**SHORT TASK:** Skip the pictures. Repeat everything else in the records word for word.
[begin RECORD LIST]
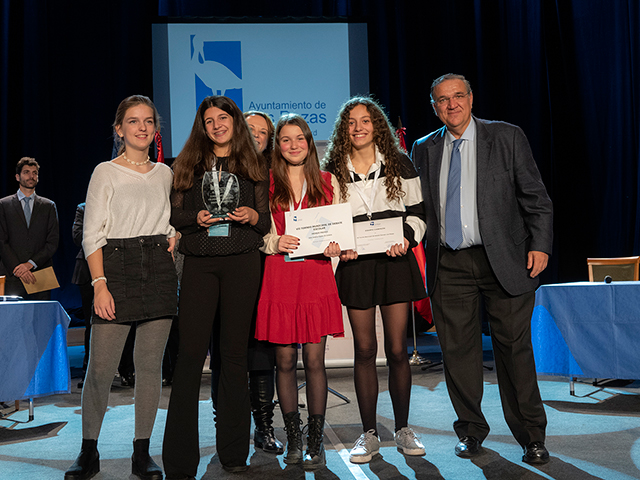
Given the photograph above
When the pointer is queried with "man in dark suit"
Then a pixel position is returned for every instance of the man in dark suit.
(489, 235)
(28, 232)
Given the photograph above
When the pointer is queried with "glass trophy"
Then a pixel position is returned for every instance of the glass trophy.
(220, 192)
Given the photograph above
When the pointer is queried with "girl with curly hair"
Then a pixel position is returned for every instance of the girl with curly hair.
(379, 181)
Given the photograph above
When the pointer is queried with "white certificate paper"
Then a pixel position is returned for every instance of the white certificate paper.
(316, 227)
(377, 236)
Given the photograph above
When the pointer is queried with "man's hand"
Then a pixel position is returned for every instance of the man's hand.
(23, 272)
(537, 262)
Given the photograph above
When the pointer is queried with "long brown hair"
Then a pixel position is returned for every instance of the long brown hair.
(282, 192)
(339, 148)
(125, 105)
(197, 155)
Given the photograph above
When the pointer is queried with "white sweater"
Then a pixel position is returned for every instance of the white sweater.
(122, 203)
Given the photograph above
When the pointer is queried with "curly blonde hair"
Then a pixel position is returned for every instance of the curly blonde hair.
(335, 159)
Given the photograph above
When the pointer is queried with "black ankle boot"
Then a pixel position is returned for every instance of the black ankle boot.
(315, 456)
(261, 390)
(142, 464)
(87, 464)
(292, 424)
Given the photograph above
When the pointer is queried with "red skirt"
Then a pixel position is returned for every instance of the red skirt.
(299, 302)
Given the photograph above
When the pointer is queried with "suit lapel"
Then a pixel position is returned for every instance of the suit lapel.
(483, 154)
(434, 152)
(35, 208)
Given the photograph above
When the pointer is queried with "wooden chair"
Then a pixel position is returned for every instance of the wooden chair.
(619, 269)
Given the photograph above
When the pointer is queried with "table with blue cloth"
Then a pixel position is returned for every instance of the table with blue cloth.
(33, 350)
(587, 329)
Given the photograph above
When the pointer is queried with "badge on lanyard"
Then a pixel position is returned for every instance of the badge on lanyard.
(292, 208)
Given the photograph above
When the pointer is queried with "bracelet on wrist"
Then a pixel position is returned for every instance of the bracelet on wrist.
(97, 279)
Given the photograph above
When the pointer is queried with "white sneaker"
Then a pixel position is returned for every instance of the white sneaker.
(408, 442)
(365, 447)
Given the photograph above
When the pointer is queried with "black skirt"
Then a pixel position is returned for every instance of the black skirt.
(141, 278)
(378, 279)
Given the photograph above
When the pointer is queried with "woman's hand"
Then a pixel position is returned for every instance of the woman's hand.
(244, 215)
(204, 219)
(288, 243)
(103, 303)
(398, 250)
(347, 255)
(172, 246)
(332, 250)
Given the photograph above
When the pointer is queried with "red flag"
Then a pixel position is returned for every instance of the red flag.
(158, 139)
(423, 307)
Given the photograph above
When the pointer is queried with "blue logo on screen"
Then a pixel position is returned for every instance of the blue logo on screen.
(221, 71)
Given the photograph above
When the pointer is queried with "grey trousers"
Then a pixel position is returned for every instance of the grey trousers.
(107, 342)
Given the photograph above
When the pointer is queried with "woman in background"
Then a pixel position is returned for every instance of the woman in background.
(221, 274)
(379, 181)
(299, 301)
(128, 242)
(262, 354)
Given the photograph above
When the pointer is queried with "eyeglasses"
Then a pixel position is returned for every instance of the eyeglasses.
(458, 97)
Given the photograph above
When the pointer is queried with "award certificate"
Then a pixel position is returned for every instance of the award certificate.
(377, 236)
(316, 227)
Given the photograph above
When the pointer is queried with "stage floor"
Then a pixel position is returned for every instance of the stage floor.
(593, 435)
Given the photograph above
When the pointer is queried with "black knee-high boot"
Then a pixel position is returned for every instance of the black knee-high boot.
(292, 424)
(87, 464)
(142, 464)
(315, 456)
(261, 390)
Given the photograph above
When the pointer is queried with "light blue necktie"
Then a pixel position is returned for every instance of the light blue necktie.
(27, 210)
(453, 224)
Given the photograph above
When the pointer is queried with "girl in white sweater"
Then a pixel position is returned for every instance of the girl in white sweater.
(128, 241)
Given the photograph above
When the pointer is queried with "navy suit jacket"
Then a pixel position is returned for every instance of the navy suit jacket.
(515, 213)
(19, 243)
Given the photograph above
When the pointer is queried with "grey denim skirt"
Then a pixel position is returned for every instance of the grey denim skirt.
(141, 278)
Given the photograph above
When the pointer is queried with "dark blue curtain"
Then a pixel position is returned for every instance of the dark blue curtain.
(567, 72)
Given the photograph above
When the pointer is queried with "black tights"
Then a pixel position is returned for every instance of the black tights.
(394, 319)
(316, 377)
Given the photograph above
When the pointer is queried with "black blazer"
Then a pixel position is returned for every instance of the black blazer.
(515, 213)
(19, 243)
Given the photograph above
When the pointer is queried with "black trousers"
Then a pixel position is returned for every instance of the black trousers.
(231, 285)
(464, 276)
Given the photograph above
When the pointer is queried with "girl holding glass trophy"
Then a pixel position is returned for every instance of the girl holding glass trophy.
(220, 204)
(379, 181)
(299, 301)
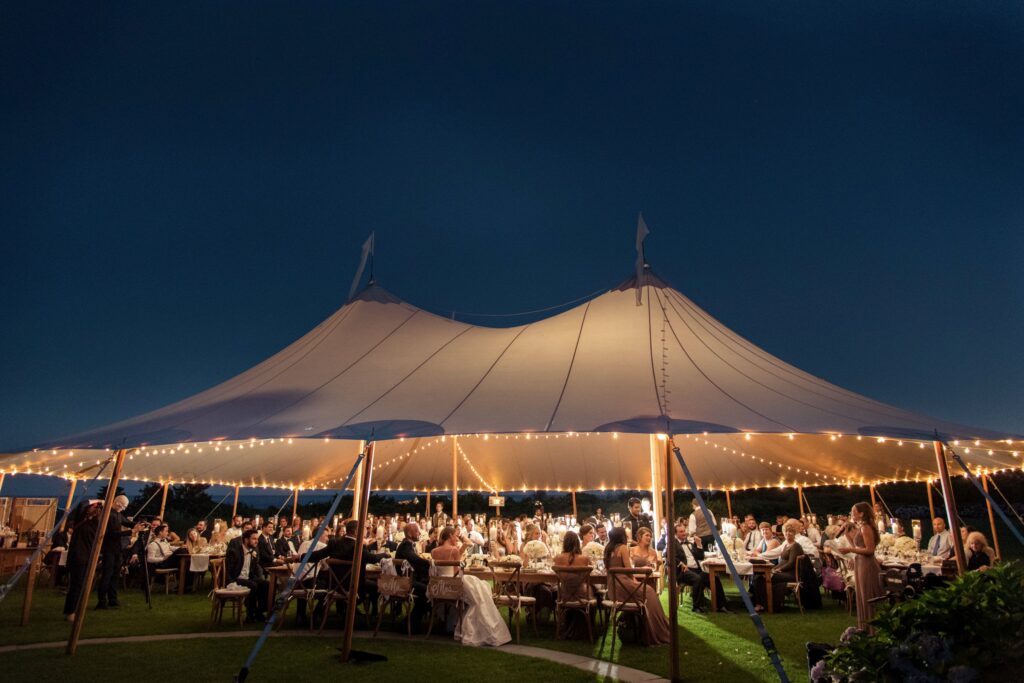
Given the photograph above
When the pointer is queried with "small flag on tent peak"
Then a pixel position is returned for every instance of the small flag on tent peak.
(642, 233)
(368, 254)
[end RECORD LIST]
**TASK ANSWER:**
Given the photograph above
When the pointer is queried with "man in dark suit"
Then a pixel position is returned for every instance of the man in dark suit.
(489, 235)
(28, 232)
Given the photograph above
When the pointer is queried with "glass trophy"
Then a pixel position is returned for every instance of the glass trophy.
(220, 192)
Given the photograph above
When the pointer is queried with "girl with curly hair"
Then a pixel position is returned for every instance of the girl with curly hair.
(379, 181)
Given the photograph above
When the pointer is queried with "white certificate paper"
Then a pixel position is returned for every instance of the white certificate paper.
(316, 227)
(377, 236)
Given the photograph above
When the pointer is queried with "man's hand"
Then a pixel position is returned for every instance of the man's hand.
(23, 272)
(537, 262)
Given the photograph above
When the pointer is queried with "long brown hair"
Then a pixel position is returned for every instance of the long brown hair.
(282, 192)
(339, 148)
(125, 105)
(197, 155)
Given the photograph above
When the pointer is queried with "white sweater"
Then a pixel position is returned for every instance of the white sweater.
(122, 203)
Given the photograph above
When the pointer is queried with "curly blonde hair"
Then a pixel position is returned for every instance of the curly blonde hair.
(335, 159)
Given the photograph above
When the pointer is queried with "black ankle boot"
Then a pixel position is returned for every instance of the black ankle boot.
(315, 456)
(261, 390)
(142, 464)
(87, 464)
(292, 424)
Given the photograph above
When the pointer is queried with "red skirt"
Then a pixel position is returned for every instance of the red skirt.
(299, 302)
Given the photograph above
When the pointer is queried with "suit lapel"
Then a pixel position is returned for every instance of the suit lapel.
(483, 154)
(434, 152)
(35, 208)
Given the photograph above
When the pointer is queried with "wooden chair"
Then a pixel position is returned for every instance of the wooden chair.
(619, 269)
Given the photograph above
When the pointer is queried with "table with blue cloth"
Then a pixel position is returned for every instance of the table with blue cloth.
(33, 350)
(587, 329)
Given the photograph above
When the pointer is queried with "badge on lanyard"
Then a pixel position is returned for every instance of the badge on lanyard.
(292, 208)
Given the photograph above
When the pointer is queried with "bracelet on wrist"
Then a pixel position is returned for every instance of the bracelet on wrist.
(97, 279)
Given the photograph above
When the pointer is queried with "white sneaker"
Then a pixel position is returned for every instance of the white sneaker.
(408, 442)
(365, 447)
Given the photograph above
When the pointer is queried with "black skirt"
Then a pixel position is returned for every instance of the black skirt.
(141, 278)
(378, 279)
Given the photograph above
When the pointer is queried with "woman's hand"
Then a pixel position is returned for every instance of the woman's hand.
(244, 215)
(204, 219)
(288, 243)
(103, 303)
(398, 250)
(347, 255)
(172, 246)
(332, 250)
Given the photograph above
When the pointer is queried with "red flag"
Then a pixel position is returned for every instance of the red flag.
(158, 139)
(423, 307)
Given the photograph above
When the pointer is queried with "blue logo on screen"
Then a pixel position is returned for every instance of the blue logo on screen.
(221, 71)
Given the photograph above
When the pointer is queried with "grey trousers"
Then a pixel position is returned for every instance of the grey trousers.
(107, 342)
Given the photograph above
When the pointer is queried with "woman in background"
Then a pixel position is returned for every instance of the woman in background.
(221, 274)
(379, 181)
(299, 301)
(128, 242)
(262, 354)
Given the photograph above
When the pointer is queried with "eyeglasses"
Then a pixel position is returned for every instance of the eyeglasses.
(458, 97)
Given the photograph above
When the pointer is queried with "award certificate"
Then a pixel position is returned for every instance of the award certificate.
(377, 236)
(316, 227)
Given the photograph above
When the pointer is queried with "stage floor"
Then a pixel position is returned for every instance of the stage floor.
(593, 435)
Given the photograph above
When the pointer is queried with "black knee-high boot"
Then a pixel position is returned for every instance of the black knee-high boot.
(292, 424)
(87, 464)
(142, 464)
(315, 456)
(261, 390)
Given the photograph above
When the pointer is queried with "light blue necktie"
Then a pixel position is returned for every instance of the light blue necktie.
(27, 210)
(453, 224)
Given the photograph above
When the pointer is queried with "girl in white sweater"
Then a pixel position is returned for every instance of the girl in white sweater.
(128, 241)
Given the photograph above
When the pointer is queried with "navy suit jacket"
Then a pixel position is returned for every instance of the navy suit jacket.
(515, 213)
(19, 243)
Given the photograph above
When the pointer is queried with "grey denim skirt"
Then a pixel position is returned for every instance of the grey denim skirt.
(141, 278)
Given the photograph above
When the pointer is queried with "dark blue curtain"
Then a pixel position is returned for every instance of the dark blue curtain.
(567, 72)
Given the photograph above
When the pointer is queried with "black tights"
Then a pixel position is returned for every instance of the black tights.
(394, 319)
(316, 377)
Given the photograph above
When the pointer is queried with "black blazer"
Then a pixel position is returned for every instance of the black blazer.
(515, 213)
(19, 243)
Given the photograph above
When the pointer is queried with "black trousers"
Then a pixel position is returned for every instance of the black trousers.
(231, 285)
(464, 276)
Given the photograph above
When the pointer is queried with "girl holding glass trophy"
Then a pixel position is returned for every instance of the girl holding glass trophy.
(220, 204)
(379, 181)
(299, 301)
Given the photograph above
When the pointer is queried with "small flag on tent peak"
Then a pixel position is returned for every instance of the small flag on tent peak.
(642, 233)
(368, 254)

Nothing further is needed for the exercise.